Short exercise A »
How many lines in the records contain the string "foot"? Case counts, and your reply should be the number alone.

Text segment »

▼

Linking up with these Fabulous Link Parties.

Shop my look…

Outfit Details: Dress-c/o Rosegal / Kimono-Torrid / Sandals-Mossimo / Earrings-Good Life Healing Arts & Gift Shop / Necklace-Old

I am a midlife woman, wife, and stay-at-home mother of 2 boys and 2 cats. I have a passion for helping other women feel fabulous in the midst of this crazy, beautiful life.

58 Comments

  • Deborah Stinedurf

    The vast majority of us are always so much harder on ourselves than we are others. It’s hardwired into our brains from childhood…remember that mix tape that has been playing on a loop in our brains for our entire lives that we talked about? It’s that. The criticisms that we hurl at ourselves are in our own voice however the words belong to others; family members, kids we went to school with, “trusted” adults, random strangers, the media…and changing those words is damn hard work. When your mind starts the negative bullshit, stop yourself…STOP YOURSELF…it’s hard, but do it. Replace even one negative thought with a positive & do it over and over again. Then move onto the next one. I know you like to journal. Make a list…a real, fact based honest list of all of the amazing things about you. Include the physical, but don’t forget about the internal beauty too…the important stuff. Clear your mind of the negative while you’re writing it, take a break if you’re struggling with it, but go back to it and write down every single thing that is good & beautiful & true about you. When the list is done reread it. Every. Single. Day. Read it out loud to yourself. Rewire your brain and change the mix tape to something that you love.
    My friend, you are a beautiful human, inside and out. You have an incredible soul packaged inside of a badass, smokin’ hot, creative body…you just need to see that yourself…xo
    Debbie
    http://www.fashionfairydust.com

    • shelbeeontheedge@gmail.com

      OMG, Debbie, you just made me cry a little! Thank you for these wonderful, inspiring, empowering words. I literally just wrote this post about an hour ago and in the back of my mind I was thinking, “Oh boy, Debbie is going to have a field day with this one! She is going to take my negativity and blast me with some brilliant comment that is going to smack me hard and wake me up!” And you did just that, right on cue, as I expected. And I couldn’t be more grateful for it, for you, and for your beautifully positive approach to self confidence! I am trying. I am a work in progress. And I am going to follow your lead, my friend. Thank you for being such an awesome, amazing, beautiful human!

▲

(Coordinate annotation entries)
▼

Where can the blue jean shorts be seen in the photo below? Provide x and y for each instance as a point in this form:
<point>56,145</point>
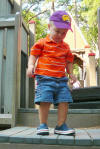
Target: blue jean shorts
<point>52,90</point>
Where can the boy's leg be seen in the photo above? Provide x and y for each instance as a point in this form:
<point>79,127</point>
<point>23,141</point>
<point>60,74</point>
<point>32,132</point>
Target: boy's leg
<point>43,112</point>
<point>62,127</point>
<point>62,113</point>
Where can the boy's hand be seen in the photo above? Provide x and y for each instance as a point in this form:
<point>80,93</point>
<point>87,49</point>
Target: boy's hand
<point>73,78</point>
<point>30,71</point>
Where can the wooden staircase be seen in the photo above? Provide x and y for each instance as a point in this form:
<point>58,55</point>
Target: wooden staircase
<point>26,138</point>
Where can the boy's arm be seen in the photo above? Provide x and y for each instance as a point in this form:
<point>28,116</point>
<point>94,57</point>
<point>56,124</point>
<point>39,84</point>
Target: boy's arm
<point>31,65</point>
<point>70,72</point>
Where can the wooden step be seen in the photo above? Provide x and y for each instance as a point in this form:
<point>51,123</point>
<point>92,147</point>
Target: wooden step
<point>78,118</point>
<point>85,105</point>
<point>21,136</point>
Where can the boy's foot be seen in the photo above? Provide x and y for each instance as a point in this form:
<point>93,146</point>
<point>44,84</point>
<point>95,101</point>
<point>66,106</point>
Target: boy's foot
<point>64,130</point>
<point>43,129</point>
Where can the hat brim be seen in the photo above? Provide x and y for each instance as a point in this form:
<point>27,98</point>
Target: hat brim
<point>62,25</point>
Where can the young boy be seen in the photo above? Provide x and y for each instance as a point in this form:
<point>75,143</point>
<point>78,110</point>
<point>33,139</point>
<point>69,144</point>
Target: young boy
<point>54,56</point>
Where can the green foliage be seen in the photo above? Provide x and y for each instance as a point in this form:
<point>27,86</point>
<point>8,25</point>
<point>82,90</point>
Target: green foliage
<point>88,13</point>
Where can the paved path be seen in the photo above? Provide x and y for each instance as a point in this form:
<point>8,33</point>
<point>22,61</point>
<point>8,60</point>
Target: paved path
<point>27,135</point>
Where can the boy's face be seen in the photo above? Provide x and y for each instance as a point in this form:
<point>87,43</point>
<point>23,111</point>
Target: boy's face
<point>57,34</point>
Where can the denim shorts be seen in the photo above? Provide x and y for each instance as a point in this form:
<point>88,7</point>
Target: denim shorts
<point>52,90</point>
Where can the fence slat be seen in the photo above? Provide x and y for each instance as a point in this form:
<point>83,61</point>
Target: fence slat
<point>1,61</point>
<point>9,72</point>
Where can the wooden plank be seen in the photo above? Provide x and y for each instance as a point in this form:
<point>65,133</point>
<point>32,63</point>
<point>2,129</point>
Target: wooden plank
<point>20,137</point>
<point>5,134</point>
<point>5,7</point>
<point>65,140</point>
<point>10,72</point>
<point>33,139</point>
<point>95,135</point>
<point>1,62</point>
<point>82,138</point>
<point>7,21</point>
<point>5,119</point>
<point>51,139</point>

▲

Short exercise B »
In the fashion blog post, which brand are the sandals?

Task response A »
2

Task response B »
Mossimo